Entries for pointing and labeling:
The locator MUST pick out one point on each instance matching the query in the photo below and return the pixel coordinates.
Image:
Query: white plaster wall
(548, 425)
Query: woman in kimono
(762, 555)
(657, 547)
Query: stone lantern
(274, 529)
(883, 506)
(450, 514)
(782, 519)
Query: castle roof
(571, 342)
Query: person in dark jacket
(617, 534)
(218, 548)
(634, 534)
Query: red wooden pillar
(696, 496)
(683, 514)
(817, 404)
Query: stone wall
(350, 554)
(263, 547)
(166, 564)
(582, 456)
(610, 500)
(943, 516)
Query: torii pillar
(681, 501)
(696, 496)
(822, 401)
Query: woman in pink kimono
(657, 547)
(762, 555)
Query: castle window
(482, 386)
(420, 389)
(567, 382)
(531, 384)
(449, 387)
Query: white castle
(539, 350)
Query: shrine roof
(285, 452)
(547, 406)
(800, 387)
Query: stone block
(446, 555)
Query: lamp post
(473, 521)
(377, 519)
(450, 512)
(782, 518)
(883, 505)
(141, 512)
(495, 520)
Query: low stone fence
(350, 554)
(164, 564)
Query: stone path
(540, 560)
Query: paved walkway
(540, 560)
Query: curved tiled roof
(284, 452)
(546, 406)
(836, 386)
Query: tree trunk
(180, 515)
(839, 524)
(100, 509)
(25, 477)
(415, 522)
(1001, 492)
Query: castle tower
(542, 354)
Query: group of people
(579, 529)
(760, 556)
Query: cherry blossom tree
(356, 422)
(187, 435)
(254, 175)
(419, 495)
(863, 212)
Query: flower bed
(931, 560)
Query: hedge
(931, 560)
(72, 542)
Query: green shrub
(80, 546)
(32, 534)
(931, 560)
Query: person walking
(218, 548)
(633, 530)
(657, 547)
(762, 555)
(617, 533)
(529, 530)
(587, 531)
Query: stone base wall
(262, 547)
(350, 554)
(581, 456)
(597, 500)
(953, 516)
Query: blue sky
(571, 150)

...

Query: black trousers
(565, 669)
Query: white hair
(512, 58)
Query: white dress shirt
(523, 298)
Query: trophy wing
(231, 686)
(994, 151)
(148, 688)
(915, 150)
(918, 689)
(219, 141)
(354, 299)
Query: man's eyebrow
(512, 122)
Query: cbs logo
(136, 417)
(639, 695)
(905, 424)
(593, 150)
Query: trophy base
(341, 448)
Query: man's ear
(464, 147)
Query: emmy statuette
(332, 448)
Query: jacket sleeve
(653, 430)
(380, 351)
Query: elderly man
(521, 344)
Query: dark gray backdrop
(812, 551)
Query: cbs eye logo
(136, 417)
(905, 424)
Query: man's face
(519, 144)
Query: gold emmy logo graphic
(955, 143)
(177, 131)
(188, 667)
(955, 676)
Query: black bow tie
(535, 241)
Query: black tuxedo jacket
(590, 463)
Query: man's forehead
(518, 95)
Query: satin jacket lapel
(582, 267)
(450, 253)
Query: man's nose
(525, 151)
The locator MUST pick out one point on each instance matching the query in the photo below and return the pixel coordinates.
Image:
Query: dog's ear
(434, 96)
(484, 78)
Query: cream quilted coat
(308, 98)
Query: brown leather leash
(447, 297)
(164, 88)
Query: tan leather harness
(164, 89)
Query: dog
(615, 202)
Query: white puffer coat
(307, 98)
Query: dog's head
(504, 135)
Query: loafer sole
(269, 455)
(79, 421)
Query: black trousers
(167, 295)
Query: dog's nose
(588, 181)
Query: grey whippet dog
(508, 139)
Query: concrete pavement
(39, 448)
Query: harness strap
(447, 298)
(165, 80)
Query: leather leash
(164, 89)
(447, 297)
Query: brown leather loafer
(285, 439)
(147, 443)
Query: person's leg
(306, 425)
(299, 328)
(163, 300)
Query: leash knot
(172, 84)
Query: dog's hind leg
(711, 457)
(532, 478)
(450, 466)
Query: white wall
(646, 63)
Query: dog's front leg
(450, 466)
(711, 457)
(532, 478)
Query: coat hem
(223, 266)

---

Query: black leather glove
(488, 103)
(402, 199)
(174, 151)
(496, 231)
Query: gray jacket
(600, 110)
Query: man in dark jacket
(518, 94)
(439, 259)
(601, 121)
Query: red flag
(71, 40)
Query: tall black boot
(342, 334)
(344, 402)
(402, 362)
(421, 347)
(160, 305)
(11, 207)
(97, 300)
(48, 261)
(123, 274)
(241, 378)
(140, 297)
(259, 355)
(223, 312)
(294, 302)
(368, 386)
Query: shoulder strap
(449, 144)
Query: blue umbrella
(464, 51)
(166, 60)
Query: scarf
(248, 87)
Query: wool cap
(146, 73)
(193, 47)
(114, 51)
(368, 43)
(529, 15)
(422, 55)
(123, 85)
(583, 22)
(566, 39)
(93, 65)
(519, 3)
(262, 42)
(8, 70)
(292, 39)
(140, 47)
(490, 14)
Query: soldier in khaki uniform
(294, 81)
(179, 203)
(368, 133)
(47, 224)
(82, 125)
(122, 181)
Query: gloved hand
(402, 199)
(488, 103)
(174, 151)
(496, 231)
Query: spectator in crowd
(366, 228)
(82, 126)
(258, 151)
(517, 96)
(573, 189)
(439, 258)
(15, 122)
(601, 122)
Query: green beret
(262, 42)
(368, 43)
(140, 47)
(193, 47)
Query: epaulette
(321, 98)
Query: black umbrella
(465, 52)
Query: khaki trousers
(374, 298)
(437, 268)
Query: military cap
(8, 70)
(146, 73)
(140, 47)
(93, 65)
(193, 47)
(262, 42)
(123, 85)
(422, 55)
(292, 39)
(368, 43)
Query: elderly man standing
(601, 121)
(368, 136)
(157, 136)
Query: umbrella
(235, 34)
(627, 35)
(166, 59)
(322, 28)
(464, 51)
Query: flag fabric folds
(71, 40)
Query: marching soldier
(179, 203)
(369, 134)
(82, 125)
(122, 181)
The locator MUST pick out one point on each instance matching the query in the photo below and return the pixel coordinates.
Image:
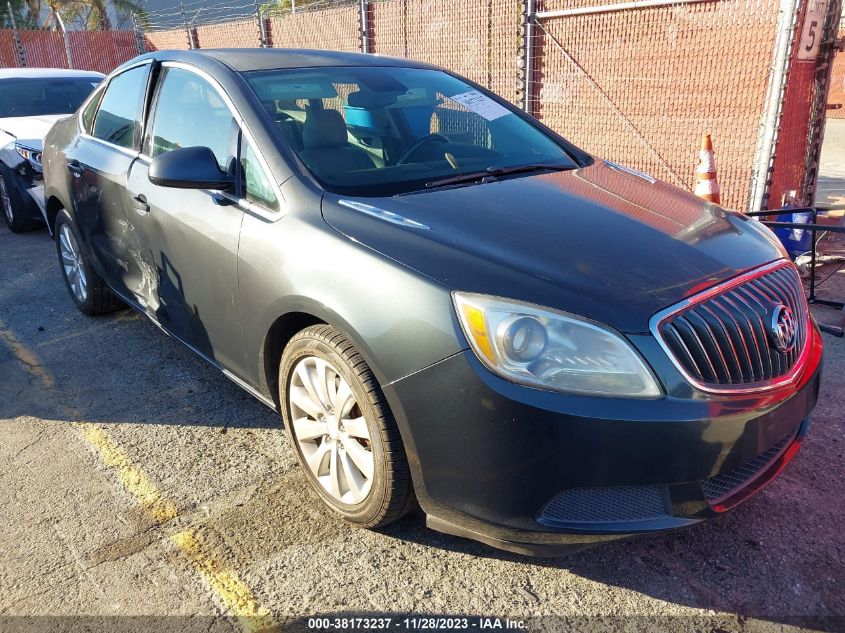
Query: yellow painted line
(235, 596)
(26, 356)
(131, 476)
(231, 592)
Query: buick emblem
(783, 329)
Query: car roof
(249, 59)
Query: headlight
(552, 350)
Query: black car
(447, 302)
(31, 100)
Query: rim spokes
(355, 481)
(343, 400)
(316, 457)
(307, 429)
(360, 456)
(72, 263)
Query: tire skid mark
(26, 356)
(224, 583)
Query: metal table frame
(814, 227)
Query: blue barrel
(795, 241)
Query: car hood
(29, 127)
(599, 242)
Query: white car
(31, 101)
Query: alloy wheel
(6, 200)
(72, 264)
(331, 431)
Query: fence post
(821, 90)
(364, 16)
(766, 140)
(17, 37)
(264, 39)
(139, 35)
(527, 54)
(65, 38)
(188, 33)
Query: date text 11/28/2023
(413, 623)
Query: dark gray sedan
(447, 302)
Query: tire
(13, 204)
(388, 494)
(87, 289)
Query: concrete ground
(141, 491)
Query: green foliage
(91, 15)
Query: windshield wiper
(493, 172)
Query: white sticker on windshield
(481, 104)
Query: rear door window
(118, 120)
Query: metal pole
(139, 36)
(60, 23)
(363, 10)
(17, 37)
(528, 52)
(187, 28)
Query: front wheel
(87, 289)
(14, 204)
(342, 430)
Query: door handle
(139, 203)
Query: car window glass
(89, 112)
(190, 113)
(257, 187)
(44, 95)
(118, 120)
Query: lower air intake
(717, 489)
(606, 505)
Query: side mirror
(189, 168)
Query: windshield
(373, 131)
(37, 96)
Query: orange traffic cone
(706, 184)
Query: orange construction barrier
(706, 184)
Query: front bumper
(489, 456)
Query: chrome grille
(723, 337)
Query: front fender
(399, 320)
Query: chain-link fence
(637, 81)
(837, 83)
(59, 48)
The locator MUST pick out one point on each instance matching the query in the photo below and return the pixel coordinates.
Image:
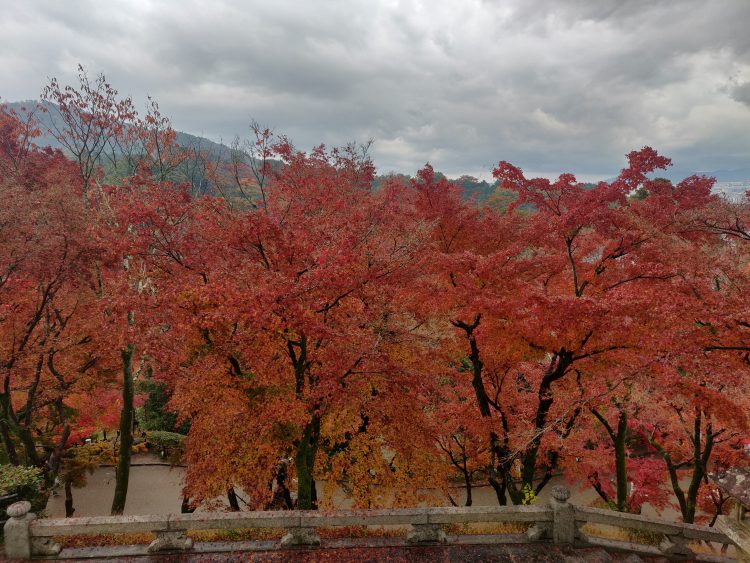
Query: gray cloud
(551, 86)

Task prompt:
Which lines in the entries above contain the word "loafer"? Select and copy each of them, treating uppercase and lowercase as different.

Task solution:
Query: loafer sole
Query: brown leather loafer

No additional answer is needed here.